-- begin --

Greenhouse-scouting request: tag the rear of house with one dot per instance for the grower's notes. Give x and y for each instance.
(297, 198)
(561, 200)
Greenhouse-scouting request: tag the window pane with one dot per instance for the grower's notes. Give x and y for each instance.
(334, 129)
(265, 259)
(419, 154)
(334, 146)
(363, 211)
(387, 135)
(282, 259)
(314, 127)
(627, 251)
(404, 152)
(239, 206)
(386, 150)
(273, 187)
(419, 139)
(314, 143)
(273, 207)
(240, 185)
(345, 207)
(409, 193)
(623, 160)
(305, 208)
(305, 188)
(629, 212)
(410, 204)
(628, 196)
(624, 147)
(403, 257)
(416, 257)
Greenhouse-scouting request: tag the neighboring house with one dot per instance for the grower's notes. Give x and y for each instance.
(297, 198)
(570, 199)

-- end --

- WHAT IS ASKED:
Convert every line of the items above into a JSON list of strings, with one string per line and blank lines omitted.

- RESPONSE:
[
  "Greenhouse-scouting request: tag the rear of house with one dot per instance for the grower's notes. Give x and y for each instance.",
  "(297, 198)",
  "(561, 200)",
  "Greenhouse-scouting request: tag the window pane with one dot per instance for the grower's notes. Give x and y for each instance.",
  "(334, 129)",
  "(265, 259)",
  "(419, 154)",
  "(334, 146)",
  "(363, 211)",
  "(387, 135)",
  "(282, 259)",
  "(314, 127)",
  "(627, 251)",
  "(404, 152)",
  "(239, 206)",
  "(386, 150)",
  "(273, 187)",
  "(419, 139)",
  "(314, 143)",
  "(273, 207)",
  "(240, 185)",
  "(345, 207)",
  "(409, 193)",
  "(623, 160)",
  "(305, 208)",
  "(305, 188)",
  "(629, 212)",
  "(410, 204)",
  "(628, 196)",
  "(624, 147)",
  "(403, 257)",
  "(416, 257)",
  "Greenhouse-scouting request: tag the neighboring house with one dot per instance for the grower's notes. Give x and y for each instance.",
  "(297, 198)",
  "(570, 199)"
]